#### [FRAGMENTO DE ORIGEN]
####

Porque, veamos, lo que ellos prescribieron, fundamentalmente, fueron una serie
de ejercicios para aprender a controlar los deseos:
Primero. Regulemos a la baja nuestros deseos. A prendamos a esperar un
momento, pongámoslos a prueba, opongámosle un pensamiento bueno y honorable, y
pongamos en fuga los sucios (Epicteto). Tenemos que estar en guardia contra
nuestros propios pensamientos; no cultivemos fantasías mentales; opongámosles
nuestros fríos pensamientos.
Segundo. Mantengamos siempre un sentimiento de gratitud. A veces
bastará con estar agradecidos con el simple hecho de vivir. Marco Aurelio
decía que no debíamos entregarnos a los sueños de tener lo que no se tiene;
que basta con ser consciente y valorar las cosas que tenemos, y pensar con
gratitud con cuánta fuerza las anhelaríamos si no las tuviéramos. Escribamos
en nuestro diario, cada día, aquello por lo que estamos agradecidos. Nos
sorprenderemos de lo afortunados que somos.

####

(Registros contenidos en un conjunto de datos)
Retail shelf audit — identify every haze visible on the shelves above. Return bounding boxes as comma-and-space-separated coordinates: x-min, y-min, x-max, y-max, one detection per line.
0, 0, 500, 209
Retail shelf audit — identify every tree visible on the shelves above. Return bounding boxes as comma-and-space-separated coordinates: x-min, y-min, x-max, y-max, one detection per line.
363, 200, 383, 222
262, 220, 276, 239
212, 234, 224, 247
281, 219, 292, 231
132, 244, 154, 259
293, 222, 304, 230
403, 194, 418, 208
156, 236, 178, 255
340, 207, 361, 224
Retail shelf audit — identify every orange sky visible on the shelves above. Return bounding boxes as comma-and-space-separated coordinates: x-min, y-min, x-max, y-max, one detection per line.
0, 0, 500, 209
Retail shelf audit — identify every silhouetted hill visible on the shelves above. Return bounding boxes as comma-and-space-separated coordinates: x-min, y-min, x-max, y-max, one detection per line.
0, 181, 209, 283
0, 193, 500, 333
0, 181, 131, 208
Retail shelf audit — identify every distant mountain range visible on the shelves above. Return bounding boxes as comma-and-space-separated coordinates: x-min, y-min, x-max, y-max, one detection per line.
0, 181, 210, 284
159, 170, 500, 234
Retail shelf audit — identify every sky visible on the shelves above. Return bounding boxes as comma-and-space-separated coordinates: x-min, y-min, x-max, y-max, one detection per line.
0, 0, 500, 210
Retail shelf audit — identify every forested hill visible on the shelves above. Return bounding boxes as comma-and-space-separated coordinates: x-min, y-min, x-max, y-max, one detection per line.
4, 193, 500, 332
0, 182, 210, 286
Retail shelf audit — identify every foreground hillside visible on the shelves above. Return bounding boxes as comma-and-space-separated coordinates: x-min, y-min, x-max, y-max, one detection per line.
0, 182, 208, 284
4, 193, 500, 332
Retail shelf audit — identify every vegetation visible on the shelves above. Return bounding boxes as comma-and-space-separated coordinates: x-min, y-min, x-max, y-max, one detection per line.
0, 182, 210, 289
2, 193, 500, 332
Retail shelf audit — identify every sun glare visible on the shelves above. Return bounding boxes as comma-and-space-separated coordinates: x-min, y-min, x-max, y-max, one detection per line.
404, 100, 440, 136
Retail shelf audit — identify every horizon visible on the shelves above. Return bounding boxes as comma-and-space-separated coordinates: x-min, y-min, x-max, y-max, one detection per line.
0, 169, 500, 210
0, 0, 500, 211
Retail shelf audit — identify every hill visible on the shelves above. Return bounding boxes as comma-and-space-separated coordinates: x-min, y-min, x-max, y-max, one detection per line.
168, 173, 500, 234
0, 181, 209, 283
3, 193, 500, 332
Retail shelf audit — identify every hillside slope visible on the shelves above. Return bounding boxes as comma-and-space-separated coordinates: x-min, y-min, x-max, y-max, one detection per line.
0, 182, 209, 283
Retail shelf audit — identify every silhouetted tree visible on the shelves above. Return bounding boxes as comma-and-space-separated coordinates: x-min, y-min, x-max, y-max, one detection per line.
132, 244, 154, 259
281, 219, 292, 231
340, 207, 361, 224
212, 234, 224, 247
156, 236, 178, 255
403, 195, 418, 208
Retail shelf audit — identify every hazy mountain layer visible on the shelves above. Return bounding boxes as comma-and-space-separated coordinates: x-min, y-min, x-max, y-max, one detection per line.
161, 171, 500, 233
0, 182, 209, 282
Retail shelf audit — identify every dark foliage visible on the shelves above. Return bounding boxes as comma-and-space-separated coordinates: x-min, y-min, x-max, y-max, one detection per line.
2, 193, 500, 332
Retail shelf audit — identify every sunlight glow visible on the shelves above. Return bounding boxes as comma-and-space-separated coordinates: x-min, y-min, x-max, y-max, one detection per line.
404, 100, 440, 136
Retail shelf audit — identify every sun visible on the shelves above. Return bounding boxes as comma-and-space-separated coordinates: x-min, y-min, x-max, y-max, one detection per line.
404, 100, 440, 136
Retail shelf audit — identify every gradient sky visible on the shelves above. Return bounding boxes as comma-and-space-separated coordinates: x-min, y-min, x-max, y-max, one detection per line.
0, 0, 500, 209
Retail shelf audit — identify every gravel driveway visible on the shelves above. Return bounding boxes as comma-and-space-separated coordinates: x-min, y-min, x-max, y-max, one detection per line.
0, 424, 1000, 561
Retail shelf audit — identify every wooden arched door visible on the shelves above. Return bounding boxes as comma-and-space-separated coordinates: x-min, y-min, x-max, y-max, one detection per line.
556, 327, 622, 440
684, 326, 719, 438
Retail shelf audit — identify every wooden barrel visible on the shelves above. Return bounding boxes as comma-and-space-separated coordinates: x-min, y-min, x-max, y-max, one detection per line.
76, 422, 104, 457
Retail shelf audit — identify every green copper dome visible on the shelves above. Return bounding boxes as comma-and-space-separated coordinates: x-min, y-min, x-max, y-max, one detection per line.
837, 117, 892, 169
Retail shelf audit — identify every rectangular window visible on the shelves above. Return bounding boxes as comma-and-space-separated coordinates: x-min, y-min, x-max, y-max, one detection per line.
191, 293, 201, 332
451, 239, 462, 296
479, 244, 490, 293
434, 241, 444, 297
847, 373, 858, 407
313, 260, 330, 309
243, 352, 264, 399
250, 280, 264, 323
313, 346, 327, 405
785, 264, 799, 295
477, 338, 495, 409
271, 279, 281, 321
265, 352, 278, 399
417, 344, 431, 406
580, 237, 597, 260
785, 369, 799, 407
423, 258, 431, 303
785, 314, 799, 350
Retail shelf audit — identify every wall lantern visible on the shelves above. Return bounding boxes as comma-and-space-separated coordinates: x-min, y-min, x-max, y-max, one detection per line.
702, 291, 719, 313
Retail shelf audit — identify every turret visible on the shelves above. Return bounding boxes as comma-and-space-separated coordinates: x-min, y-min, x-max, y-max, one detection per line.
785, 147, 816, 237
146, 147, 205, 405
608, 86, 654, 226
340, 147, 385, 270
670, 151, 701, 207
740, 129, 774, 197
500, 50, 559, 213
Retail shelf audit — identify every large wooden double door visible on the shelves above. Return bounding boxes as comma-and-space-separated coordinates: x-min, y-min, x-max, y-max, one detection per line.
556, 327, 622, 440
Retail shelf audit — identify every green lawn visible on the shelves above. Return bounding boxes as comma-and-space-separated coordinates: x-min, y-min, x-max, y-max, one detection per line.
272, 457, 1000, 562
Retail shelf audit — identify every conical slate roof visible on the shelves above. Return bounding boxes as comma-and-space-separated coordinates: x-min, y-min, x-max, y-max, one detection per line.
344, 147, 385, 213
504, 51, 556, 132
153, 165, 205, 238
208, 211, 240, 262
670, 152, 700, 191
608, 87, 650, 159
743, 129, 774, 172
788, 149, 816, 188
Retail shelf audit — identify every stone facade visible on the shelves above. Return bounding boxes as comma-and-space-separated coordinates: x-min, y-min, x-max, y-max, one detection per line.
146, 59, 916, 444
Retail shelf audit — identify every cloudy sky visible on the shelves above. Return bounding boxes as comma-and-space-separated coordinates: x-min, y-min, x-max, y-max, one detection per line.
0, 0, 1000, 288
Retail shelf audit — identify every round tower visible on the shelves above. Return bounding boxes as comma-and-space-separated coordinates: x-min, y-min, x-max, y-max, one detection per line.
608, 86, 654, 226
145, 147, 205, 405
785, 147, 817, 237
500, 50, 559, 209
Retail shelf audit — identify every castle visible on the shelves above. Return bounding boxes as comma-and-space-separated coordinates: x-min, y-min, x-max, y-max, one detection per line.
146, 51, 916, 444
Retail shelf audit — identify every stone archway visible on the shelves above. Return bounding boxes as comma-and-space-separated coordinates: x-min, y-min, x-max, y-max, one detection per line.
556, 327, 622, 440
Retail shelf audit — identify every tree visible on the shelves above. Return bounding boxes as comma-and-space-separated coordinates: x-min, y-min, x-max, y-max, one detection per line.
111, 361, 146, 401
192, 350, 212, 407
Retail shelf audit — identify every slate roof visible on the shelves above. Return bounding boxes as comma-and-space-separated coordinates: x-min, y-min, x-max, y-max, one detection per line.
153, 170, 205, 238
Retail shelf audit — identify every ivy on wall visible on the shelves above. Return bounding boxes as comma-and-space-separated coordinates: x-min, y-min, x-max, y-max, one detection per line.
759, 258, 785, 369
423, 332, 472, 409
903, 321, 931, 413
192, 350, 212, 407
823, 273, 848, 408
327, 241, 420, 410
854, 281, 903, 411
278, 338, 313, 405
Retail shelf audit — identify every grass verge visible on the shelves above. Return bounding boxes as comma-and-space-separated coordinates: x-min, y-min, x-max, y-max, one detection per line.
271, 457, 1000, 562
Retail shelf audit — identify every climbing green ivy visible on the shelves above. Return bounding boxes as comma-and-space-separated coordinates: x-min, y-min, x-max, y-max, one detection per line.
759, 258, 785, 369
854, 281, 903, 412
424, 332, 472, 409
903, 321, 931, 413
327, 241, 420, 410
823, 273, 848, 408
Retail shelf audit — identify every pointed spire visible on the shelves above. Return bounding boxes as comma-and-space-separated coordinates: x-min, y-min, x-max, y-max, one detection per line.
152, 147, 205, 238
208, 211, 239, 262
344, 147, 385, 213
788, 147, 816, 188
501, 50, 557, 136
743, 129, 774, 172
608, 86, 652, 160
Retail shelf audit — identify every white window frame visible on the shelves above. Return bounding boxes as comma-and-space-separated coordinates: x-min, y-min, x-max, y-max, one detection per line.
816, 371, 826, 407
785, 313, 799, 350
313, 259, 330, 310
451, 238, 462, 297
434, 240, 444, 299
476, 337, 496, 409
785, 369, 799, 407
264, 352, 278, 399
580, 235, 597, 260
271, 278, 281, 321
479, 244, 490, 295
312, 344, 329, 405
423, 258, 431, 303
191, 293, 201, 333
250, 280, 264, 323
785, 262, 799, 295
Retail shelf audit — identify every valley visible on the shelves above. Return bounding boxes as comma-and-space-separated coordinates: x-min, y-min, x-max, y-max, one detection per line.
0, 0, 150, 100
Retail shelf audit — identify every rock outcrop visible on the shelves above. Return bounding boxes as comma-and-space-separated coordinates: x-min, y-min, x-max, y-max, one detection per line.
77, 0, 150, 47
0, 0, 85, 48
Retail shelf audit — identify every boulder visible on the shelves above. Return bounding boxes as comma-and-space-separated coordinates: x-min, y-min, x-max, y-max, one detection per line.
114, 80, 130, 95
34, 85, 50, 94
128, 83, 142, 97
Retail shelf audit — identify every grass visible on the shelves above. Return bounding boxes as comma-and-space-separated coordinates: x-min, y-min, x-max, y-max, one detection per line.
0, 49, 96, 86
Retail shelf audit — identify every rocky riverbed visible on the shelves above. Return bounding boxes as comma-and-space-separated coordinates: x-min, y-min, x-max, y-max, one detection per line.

####

#### [DESCRIPCIÓN DEL PROBLEMA]
Según el fragmento sobre el control de los deseos, ¿qué se recomienda escribir cada día en el diario? Las líneas no son necesarias para resolver el ejercicio.

#### [RESULTADO DE LA TAREA]
Aquello por lo que estamos agradecidos.